Established factors (age at menarche, maternal age at delivery, number of births, number of phenotypic manifestations of undifferentiated connective tissue dysplasia, gestational age at delivery, amniotic fluid index, estimated fetal weight, uterine artery resistance index before delivery, scar thickness (minimum and maximum) are confounders of uterine scar histology. They may be considered intervening factors for myometrial regeneration and for indications or contraindications for trial of labor after CS.

Conclusion

The proportion of contemporary women who insist on natural childbirth after a history of one CS is 61.77%, after 2 CS is 27.94% and more than 2 is 10.29%. Not attempted vaginal birth after CS was more common for women with a history of two CS than one CS (OR =6.0; 95% CI 2.89–12.46).

With one uterine scar, the predominance of muscle tissue (almost no fibrotic component) is possible for a history of one CS and no more. The predominance of muscle tissue with fibrotic foci was not a criterion for differentiating women with a history of two CS from one CS (p=0.13), whereas the predominance of fibrotic tissue was (OR =5.39). Women with a history of more than two CS, contrary to stereotypes, were not characterized by a more unfavorable histological picture. The predominance of muscle tissue with fibrotic foci was detected significantly more frequently compared with one CS (p=0.003) and two CS (p=0.0003), and the predominance of fibrous tissue was not detected at all, refuting the fear about the guaranteed poor quality of myometrial regeneration after repeated excision of the scar compared with one CS.

------------------------------

- **EXERCISE SET**
A: In the uterine scar excerpt, copy the stretch from "Established factors (age" through "labor after CS.", replacing "confounders" with "determinants".
B: According to the uterine scar excerpt, what proportion of contemporary women who insist on natural childbirth have a history of one CS?
C: Rewrite the paragraph of the uterine scar excerpt that begins "With one uterine scar" as a bulleted list, keeping its main facts.
The records that follow come from a different source than the uterine scar excerpt.

- **ENTRIES SUPPLIED**
------------------------------

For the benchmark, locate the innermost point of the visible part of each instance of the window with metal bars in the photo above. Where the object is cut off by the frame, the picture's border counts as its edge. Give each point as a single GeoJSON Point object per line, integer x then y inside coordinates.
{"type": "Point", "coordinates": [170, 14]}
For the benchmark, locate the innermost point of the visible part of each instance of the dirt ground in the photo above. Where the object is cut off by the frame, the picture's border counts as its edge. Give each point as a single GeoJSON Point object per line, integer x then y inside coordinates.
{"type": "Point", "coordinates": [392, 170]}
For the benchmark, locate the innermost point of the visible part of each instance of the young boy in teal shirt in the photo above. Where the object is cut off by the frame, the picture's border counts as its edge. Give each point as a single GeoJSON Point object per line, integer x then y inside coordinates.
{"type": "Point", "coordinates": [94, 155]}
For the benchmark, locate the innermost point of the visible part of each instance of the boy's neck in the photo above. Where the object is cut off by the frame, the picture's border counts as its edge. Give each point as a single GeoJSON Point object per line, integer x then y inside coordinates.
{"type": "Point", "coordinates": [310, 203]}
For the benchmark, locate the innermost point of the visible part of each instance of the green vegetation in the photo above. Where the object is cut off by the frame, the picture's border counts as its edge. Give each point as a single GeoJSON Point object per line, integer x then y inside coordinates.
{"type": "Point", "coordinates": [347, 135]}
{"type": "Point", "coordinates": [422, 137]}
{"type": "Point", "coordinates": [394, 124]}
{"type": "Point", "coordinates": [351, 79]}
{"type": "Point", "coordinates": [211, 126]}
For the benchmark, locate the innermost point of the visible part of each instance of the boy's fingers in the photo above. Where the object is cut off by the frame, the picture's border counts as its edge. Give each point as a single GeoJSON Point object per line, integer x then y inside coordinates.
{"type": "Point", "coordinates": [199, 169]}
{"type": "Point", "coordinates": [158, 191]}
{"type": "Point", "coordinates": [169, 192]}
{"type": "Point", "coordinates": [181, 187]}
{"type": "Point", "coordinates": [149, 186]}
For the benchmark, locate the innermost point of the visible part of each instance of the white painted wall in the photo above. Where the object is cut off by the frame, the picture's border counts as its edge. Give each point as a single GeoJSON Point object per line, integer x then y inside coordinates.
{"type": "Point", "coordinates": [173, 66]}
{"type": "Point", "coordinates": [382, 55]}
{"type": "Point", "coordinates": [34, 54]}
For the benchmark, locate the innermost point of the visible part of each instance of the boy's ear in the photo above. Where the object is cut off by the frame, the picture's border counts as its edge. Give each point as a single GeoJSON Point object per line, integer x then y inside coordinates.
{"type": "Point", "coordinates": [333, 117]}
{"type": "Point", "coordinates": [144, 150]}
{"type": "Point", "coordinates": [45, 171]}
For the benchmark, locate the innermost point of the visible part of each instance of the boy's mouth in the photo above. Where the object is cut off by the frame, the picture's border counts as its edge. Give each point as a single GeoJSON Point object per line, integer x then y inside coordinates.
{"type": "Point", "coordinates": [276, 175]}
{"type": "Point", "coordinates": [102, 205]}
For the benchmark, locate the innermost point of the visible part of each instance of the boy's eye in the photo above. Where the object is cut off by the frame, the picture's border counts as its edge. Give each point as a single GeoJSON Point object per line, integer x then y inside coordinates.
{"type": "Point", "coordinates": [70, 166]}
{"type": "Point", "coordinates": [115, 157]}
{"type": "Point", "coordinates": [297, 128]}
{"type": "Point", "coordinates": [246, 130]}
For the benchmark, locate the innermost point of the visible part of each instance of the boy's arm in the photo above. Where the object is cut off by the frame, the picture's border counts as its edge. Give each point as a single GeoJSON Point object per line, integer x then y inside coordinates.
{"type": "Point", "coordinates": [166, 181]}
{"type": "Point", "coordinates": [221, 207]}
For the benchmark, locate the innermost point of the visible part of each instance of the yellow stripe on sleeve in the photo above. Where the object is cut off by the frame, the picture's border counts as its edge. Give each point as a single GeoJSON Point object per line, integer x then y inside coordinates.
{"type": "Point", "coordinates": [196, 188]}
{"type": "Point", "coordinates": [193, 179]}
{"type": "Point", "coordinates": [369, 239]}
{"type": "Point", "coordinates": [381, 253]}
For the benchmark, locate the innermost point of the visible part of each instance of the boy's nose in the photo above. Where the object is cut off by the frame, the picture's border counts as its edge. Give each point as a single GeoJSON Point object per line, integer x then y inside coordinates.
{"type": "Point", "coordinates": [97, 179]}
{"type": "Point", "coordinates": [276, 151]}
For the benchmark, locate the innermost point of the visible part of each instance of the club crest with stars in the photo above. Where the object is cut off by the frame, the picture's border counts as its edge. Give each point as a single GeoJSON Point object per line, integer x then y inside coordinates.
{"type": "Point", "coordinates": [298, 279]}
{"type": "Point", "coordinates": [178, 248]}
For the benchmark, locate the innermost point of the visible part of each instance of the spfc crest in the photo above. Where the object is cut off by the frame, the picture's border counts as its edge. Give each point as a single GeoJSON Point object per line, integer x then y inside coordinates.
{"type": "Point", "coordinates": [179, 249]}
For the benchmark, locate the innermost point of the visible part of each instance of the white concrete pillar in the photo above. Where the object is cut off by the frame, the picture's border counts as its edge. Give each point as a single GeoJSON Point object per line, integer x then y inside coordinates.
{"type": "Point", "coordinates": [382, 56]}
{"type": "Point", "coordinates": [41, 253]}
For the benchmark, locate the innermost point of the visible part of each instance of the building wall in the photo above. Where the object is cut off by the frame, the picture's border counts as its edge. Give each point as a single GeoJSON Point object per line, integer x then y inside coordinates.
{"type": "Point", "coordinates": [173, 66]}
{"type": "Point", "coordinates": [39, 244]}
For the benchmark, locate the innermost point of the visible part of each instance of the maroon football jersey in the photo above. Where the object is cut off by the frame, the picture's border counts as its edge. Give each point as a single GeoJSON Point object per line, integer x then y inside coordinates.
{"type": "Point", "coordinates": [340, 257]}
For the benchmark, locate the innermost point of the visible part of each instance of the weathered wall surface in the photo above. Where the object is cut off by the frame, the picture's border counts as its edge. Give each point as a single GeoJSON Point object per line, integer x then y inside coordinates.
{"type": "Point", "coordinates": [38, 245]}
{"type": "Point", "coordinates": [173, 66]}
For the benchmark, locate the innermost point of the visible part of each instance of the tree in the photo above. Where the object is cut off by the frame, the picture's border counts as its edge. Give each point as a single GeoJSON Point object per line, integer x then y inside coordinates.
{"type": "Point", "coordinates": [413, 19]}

------------------------------

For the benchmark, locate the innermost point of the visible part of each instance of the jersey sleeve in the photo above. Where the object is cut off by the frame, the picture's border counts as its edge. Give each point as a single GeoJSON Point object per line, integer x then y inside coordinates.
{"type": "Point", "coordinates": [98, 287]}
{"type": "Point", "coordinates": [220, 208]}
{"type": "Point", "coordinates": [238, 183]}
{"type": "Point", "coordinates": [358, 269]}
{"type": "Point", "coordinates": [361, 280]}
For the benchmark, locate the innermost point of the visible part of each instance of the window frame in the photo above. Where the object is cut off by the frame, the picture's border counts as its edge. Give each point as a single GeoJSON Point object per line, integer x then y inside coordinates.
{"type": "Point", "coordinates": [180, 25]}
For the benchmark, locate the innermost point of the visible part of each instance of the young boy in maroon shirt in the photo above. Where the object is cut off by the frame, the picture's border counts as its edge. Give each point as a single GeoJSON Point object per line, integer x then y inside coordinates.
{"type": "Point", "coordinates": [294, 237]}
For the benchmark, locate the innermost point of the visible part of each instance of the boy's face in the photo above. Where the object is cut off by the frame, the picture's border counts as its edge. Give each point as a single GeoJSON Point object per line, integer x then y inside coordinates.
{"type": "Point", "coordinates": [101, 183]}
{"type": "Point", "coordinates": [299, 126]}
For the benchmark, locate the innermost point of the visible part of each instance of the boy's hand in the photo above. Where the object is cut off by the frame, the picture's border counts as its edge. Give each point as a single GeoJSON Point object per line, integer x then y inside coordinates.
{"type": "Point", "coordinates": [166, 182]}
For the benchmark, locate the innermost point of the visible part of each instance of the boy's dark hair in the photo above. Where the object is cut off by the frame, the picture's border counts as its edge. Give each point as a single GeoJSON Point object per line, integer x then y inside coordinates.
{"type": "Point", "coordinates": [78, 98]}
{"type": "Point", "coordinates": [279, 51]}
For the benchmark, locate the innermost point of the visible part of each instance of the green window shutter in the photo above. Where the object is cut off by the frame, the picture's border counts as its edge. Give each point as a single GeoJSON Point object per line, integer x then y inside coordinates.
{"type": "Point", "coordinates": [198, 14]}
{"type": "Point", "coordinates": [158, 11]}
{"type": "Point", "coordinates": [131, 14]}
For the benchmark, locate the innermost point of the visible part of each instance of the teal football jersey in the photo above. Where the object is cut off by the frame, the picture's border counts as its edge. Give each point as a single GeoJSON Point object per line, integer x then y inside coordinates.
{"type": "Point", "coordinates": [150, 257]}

------------------------------

- **SOLUTIONS TO THE EXERCISE**
A:
Established factors (age at menarche, maternal age at delivery, number of births, number of phenotypic manifestations of undifferentiated connective tissue dysplasia, gestational age at delivery, amniotic fluid index, estimated fetal weight, uterine artery resistance index before delivery, scar thickness (minimum and maximum) are determinants of uterine scar histology. They may be considered intervening factors for myometrial regeneration and for indications or contraindications for trial of labor after CS.

B: 61.77%

C:
- With one uterine scar, a predominance of muscle tissue with almost no fibrotic component is possible only for a history of one CS.
- A predominance of muscle tissue with fibrotic foci did not distinguish women with two CS from those with one CS (p=0.13).
- A predominance of fibrotic tissue did distinguish them (OR =5.39).
- Contrary to stereotypes, women with more than two CS did not show a more unfavorable histological picture.
- In these women, a predominance of muscle tissue with fibrotic foci was detected significantly more often than with one CS (p=0.003) or two CS (p=0.0003).
- No predominance of fibrous tissue was detected in them.
- This refutes the fear that repeated excision of the scar guarantees poorer myometrial regeneration than after one CS.